Given text:
───

Hardware Architectures for LLM Inference

This appendix collects Korean study notes for hardware architecture articles that are useful across the inference course.

These notes are not line-by-line full translations. They are translation-oriented lecture notes: each document preserves the original argument, translates the key concepts into Korean, and adds repository-specific connections to Week 1-4 measurements.

Reading Order

Course Connections

Theme	Why it matters	Related notes
Memory movement	Decode performance is usually limited by bytes moved, not peak FLOPS.	Week 1, Week 2
KV cache	Long-context inference is a capacity and bandwidth problem.	Week 3
Low precision	Quantization reduces both memory footprint and bandwidth pressure.	Week 4
Scratchpad / SRAM	Fast local memory changes the batch size needed to saturate compute.	Week 2
Scale-up / scale-out	Tensor parallelism, expert parallelism, and serving need different fabrics.	AI Systems Performance Engineering Chapter 4
NPU deployment	Inference-first accelerators need hardware, compiler, runtime, and serving-stack evaluation together.	Week 1-4

Quick Map

%%{init: {"theme": "base", "themeVariables": {"background": "#171717", "primaryColor": "#232323", "primaryTextColor": "#f5f5f5", "primaryBorderColor": "#d0d0d0", "lineColor": "#cfcfcf", "fontFamily": "Inter, Arial, sans-serif"}}}%%
flowchart LR
    A[Transformer inference] --> B[Memory movement]
    B --> C[Low precision]
    B --> D[Scratchpad / SRAM]
    B --> E[KV cache layout]
    A --> F[Scale-out communication]
    F --> G[Collectives]
    F --> H[Expert routing]
    A --> I[Hardware choices]
    I --> J[GPU]
    I --> K[TPU]
    I --> L[NPU]
    I --> M[DSA accelerator]

    classDef primary fill:#232323,stroke:#d0d0d0,color:#f5f5f5,stroke-width:2px;
    classDef secondary fill:#3b2f20,stroke:#d0d0d0,color:#f5f5f5,stroke-width:2px;
    classDef note fill:#52676b,stroke:#d0d0d0,color:#f5f5f5,stroke-width:2px;
    classDef accent fill:#62164d,stroke:#d0d0d0,color:#f5f5f5,stroke-width:2px;
    class A primary
    class B,F,I accent
    class C,D,E,G,H secondary
    class J,K,L,M note

Source Articles

Article	Source	Main question
All About Rooflines	https://jax-ml.github.io/scaling-book/roofline/	How can we estimate whether an operation is compute-bound or bandwidth-bound?
Domain-Specific Architectures for AI Inference	https://fleetwood.dev/posts/domain-specific-architectures	If we redesigned inference hardware around Transformers, what principles would emerge?
How to Think About TPUs	https://jax-ml.github.io/scaling-book/tpus/	How do TPU compute, memory, and interconnect limits shape scaling?
How to Think About GPUs	https://jax-ml.github.io/scaling-book/gpus/	How do NVIDIA GPU internals and network topology affect LLM scaling?
How to Think About NPUs	Rebellions and FuriosaAI public docs, linked in npus.ko.md	How should inference-first NPUs be evaluated against GPU/TPU systems?

Figure Assets

Selected Roofline, GPU, and TPU figures are copied from the JAX Scaling Book repository, which is distributed under the MIT License. Fleetwood article visuals are not copied; those concepts are restated with local Mermaid diagrams, hand-editable SVGs, and prose.

How to Use These Notes

Read this appendix after Week 2 and before Week 4 if possible.

The practical mental model is:

Start with the workload phase: prefill, decode, training, or serving.
Estimate arithmetic intensity: operations per byte moved.
Compare it with the hardware ratio: compute throughput per memory or communication bandwidth.
Decide whether the first-order bottleneck is HBM, SRAM/SMEM, interconnect, host I/O, or software overhead.
Only then choose the optimization: quantization, batching, cache layout, kernel fusion, tensor parallelism, pipeline parallelism, or different hardware.

───

Records:
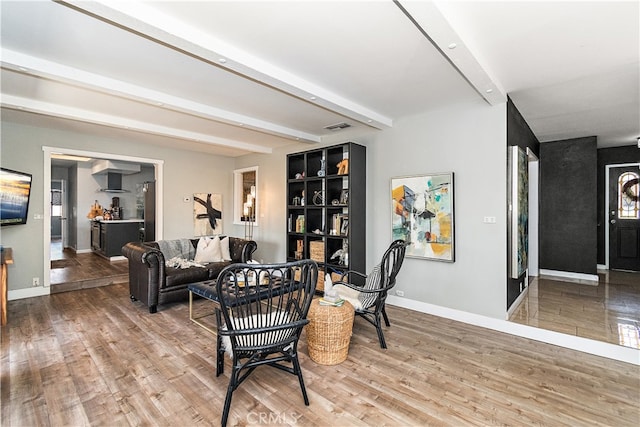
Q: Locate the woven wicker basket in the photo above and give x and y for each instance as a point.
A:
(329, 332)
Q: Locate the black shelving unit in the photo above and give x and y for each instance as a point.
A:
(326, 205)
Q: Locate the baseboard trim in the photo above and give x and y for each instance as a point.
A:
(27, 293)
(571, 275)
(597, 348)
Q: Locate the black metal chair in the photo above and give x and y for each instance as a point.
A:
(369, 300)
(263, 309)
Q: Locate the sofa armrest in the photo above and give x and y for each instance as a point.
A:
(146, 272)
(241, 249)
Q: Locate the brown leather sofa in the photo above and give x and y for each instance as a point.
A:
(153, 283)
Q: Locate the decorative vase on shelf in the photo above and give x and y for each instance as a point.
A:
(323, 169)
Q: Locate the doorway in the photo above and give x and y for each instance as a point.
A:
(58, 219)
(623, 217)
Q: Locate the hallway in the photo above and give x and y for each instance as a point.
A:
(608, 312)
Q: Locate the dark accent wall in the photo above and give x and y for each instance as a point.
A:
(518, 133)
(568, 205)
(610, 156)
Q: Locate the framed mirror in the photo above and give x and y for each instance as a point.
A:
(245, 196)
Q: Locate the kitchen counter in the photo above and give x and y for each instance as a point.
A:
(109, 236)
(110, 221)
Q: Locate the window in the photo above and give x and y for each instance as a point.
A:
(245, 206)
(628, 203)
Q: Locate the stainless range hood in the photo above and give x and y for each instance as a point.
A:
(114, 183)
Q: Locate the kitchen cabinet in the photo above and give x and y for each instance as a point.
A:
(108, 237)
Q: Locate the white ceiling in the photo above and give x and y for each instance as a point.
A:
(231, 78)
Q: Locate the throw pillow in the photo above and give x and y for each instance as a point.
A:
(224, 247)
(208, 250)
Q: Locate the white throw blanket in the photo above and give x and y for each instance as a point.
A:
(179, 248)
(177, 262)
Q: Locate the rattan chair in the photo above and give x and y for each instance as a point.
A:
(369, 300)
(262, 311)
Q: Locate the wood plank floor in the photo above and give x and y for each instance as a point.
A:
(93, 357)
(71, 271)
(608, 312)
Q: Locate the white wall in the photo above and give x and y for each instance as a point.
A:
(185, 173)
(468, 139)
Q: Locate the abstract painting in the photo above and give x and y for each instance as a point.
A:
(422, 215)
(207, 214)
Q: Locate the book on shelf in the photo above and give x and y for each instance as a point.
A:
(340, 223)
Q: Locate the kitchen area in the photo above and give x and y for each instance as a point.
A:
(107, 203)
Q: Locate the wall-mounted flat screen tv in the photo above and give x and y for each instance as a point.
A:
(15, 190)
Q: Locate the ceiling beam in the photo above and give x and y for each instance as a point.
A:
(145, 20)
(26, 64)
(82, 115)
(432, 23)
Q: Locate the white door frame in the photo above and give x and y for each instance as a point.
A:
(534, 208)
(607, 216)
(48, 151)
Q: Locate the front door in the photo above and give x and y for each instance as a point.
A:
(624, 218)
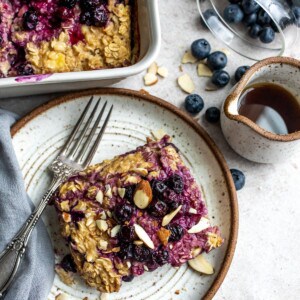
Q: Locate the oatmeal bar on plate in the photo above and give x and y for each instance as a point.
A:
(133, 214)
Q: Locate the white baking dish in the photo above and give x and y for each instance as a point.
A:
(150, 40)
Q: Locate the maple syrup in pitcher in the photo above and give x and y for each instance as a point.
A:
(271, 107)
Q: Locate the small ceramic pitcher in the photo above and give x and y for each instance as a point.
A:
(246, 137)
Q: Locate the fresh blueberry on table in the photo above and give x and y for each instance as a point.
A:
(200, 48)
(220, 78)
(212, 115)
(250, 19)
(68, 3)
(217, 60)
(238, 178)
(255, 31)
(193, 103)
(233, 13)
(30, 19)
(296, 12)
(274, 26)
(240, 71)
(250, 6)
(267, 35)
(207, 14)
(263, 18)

───

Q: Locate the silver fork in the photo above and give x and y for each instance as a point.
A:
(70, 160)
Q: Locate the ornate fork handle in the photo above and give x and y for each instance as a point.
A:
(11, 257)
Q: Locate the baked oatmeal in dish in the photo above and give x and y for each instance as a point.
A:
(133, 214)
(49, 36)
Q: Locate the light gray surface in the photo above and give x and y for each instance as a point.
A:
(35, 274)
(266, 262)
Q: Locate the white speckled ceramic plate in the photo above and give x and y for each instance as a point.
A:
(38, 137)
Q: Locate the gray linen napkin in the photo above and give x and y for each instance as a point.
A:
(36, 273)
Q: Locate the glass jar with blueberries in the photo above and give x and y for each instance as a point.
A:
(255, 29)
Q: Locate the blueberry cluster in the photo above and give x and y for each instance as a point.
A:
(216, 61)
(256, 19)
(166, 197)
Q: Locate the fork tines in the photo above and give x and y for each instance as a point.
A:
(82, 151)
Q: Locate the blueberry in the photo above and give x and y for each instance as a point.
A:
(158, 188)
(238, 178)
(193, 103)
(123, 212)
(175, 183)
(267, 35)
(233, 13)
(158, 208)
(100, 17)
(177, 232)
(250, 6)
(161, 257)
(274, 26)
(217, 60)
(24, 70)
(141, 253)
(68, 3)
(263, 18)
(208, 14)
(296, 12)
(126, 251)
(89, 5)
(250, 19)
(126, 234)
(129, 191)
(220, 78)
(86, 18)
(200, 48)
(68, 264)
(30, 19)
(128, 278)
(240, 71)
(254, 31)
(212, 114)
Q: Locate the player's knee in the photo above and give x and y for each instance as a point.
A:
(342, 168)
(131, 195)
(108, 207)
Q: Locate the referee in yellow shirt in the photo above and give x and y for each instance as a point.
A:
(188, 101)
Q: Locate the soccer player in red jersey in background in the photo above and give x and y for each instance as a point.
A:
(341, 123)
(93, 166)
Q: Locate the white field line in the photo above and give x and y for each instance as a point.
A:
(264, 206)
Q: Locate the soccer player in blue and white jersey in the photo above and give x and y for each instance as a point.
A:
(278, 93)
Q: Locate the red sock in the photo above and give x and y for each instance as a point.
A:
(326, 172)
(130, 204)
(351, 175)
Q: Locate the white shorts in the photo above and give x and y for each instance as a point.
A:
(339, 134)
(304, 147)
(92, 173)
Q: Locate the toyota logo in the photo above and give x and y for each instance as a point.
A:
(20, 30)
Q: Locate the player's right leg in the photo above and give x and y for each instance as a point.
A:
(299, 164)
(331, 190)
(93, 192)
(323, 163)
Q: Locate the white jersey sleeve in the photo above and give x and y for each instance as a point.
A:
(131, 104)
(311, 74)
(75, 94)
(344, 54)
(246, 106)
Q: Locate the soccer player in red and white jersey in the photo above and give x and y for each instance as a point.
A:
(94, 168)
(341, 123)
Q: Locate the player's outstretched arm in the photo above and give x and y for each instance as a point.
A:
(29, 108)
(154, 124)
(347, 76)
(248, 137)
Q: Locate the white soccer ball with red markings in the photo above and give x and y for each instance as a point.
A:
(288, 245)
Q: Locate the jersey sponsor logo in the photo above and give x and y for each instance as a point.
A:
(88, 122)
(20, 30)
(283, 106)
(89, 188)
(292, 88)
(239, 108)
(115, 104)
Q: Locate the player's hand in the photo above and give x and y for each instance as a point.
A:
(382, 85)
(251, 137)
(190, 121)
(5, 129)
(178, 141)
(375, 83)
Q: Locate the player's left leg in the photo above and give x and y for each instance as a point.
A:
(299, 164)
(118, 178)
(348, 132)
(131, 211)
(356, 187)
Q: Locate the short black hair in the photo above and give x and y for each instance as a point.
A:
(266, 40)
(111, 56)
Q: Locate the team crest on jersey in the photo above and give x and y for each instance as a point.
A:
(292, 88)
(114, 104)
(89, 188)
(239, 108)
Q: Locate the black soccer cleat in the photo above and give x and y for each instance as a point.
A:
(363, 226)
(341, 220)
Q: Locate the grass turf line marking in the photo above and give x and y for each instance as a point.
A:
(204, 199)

───

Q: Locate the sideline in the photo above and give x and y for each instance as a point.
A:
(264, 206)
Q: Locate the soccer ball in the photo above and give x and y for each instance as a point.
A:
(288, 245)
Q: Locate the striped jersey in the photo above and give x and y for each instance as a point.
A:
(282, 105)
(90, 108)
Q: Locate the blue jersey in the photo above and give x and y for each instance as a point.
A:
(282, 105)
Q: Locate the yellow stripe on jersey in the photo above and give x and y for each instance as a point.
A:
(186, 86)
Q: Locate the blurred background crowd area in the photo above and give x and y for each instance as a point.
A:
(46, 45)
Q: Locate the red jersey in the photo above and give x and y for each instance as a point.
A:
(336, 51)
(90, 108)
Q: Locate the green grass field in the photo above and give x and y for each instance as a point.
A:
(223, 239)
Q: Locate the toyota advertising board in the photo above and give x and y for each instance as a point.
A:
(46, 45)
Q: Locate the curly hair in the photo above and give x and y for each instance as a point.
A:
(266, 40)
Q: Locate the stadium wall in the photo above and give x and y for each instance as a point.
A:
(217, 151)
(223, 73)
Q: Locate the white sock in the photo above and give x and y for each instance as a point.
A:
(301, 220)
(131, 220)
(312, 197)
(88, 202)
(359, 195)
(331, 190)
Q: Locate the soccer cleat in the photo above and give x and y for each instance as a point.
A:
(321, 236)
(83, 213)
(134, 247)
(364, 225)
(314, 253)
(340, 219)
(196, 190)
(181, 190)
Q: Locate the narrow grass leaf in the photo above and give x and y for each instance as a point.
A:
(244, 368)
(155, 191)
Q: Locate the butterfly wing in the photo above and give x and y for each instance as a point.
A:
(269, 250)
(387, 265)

───

Your task: Please answer from the text on hardware architectures for LLM inference: what usually limits decode performance? This material has no connection to the text on hardware architectures for LLM inference.

Reply: Bytes moved, not peak FLOPS.